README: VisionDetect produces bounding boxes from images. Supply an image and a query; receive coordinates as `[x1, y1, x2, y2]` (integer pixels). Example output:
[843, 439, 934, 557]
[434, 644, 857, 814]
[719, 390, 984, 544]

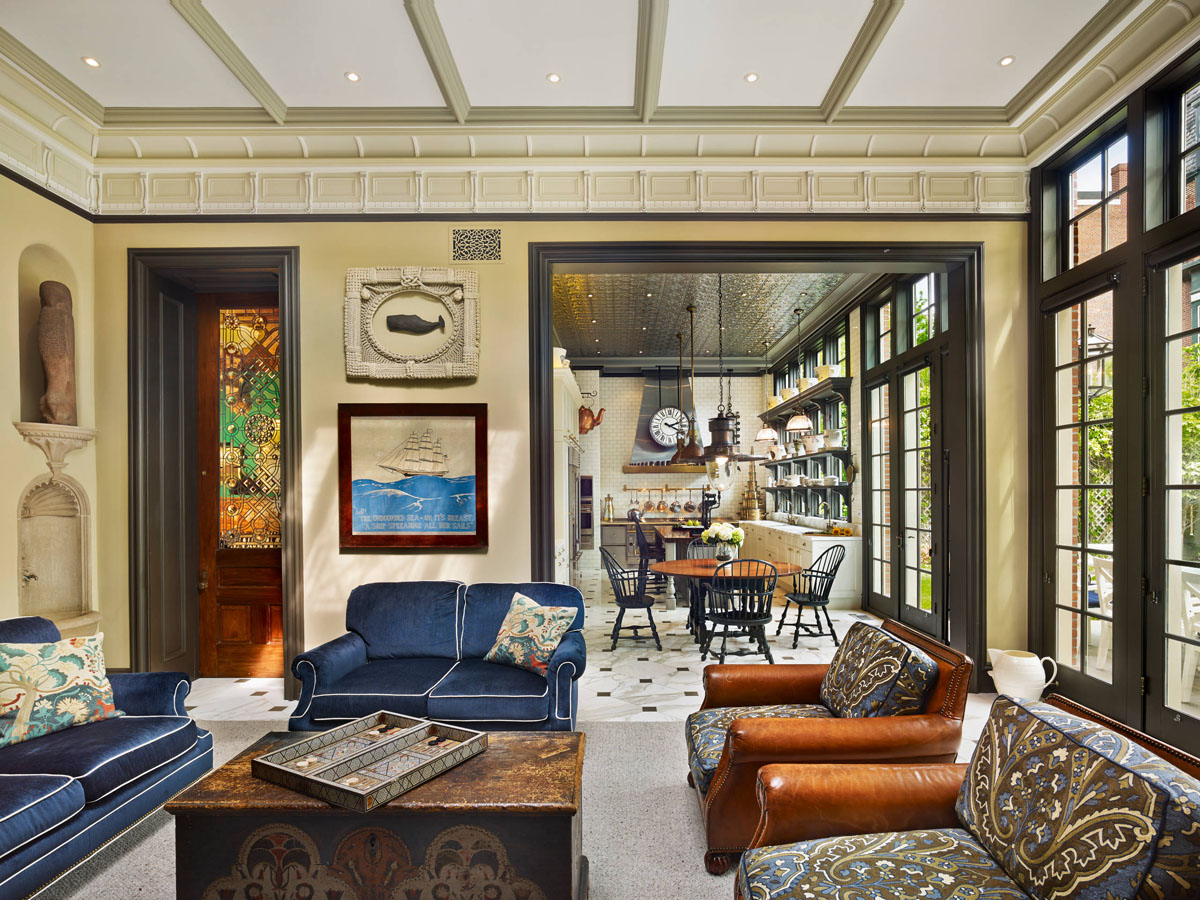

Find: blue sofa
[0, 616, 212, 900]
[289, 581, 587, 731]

--------

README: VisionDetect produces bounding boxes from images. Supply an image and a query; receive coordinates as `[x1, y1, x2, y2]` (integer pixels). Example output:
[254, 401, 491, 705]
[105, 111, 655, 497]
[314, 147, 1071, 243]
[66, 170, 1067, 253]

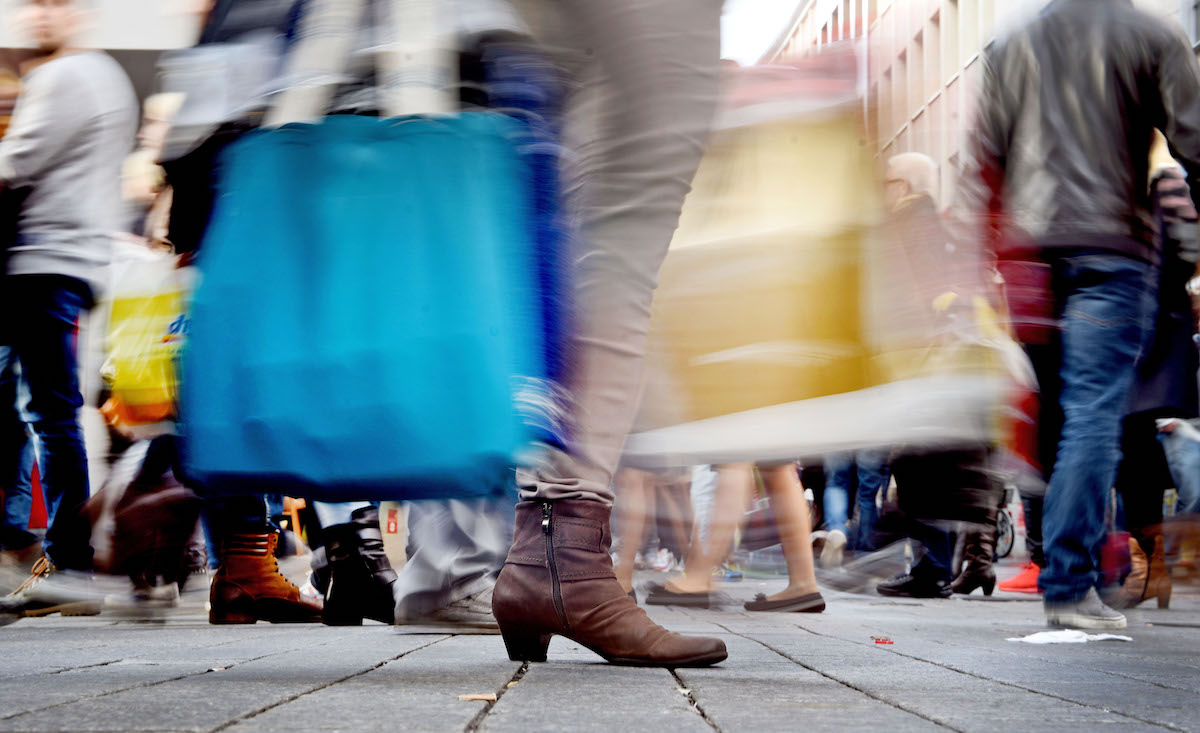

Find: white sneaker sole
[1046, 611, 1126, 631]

--------

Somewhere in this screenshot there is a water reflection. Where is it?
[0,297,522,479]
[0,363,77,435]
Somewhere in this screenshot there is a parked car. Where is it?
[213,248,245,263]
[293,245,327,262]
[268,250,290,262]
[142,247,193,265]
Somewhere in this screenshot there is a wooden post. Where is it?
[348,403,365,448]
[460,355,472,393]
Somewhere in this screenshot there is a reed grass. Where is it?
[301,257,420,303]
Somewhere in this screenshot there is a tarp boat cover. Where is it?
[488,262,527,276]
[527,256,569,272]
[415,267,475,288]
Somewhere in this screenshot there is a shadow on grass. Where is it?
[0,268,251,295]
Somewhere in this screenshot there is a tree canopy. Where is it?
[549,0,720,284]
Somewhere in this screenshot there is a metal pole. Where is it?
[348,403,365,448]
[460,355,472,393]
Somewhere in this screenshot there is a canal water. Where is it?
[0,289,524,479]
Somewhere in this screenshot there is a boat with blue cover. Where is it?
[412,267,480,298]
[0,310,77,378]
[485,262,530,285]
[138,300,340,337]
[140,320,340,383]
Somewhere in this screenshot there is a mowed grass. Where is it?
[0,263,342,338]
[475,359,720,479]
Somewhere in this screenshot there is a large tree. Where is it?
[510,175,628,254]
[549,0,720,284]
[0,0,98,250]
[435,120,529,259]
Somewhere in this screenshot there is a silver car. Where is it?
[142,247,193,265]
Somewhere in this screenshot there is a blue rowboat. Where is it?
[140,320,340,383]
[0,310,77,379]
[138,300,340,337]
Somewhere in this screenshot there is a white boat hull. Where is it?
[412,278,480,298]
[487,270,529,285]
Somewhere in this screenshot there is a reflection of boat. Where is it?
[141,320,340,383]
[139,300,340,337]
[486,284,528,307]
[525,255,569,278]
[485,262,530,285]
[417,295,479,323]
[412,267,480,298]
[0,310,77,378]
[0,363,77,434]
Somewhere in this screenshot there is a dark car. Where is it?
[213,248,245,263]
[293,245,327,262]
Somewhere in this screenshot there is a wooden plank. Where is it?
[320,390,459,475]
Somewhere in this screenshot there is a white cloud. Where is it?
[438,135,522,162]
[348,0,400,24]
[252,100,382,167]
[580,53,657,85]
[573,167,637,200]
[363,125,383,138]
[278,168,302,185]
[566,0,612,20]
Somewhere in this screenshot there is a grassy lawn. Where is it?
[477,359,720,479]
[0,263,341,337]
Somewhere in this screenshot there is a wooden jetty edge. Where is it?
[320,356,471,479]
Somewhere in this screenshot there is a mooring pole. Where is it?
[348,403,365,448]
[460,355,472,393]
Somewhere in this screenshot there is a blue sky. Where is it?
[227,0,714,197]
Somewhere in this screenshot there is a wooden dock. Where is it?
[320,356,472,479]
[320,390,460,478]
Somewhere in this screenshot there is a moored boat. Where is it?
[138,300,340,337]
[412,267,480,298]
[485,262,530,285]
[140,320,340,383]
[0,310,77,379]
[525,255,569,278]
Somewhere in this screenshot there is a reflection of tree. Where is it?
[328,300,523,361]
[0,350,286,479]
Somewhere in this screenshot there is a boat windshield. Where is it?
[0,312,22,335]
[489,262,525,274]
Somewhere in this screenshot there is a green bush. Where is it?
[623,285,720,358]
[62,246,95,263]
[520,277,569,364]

--------

OBJECTIVE: Could you rewrite the records starting at the line with "Somewhere in this screenshot there is a mowed" and ending after the line with "[487,270,529,285]", changing "rowboat" to "canoe" and leaving everything else the same?

EXERCISE RESULT:
Somewhere in this screenshot there is a mowed grass. Where is it?
[0,263,342,338]
[475,359,720,479]
Somewhere in this screenshot there is a large tree. Where is it?
[510,175,628,254]
[549,0,720,284]
[0,0,98,250]
[435,120,529,259]
Somewhere in this screenshot there is a silver car. Where is it?
[142,247,193,265]
Somewhere in this screenshot there is a blue canoe. Where is it?
[140,320,340,383]
[0,310,77,379]
[138,300,340,337]
Somewhere in this screenshot there is a white boat hull. Where is it?
[412,278,480,298]
[487,270,529,285]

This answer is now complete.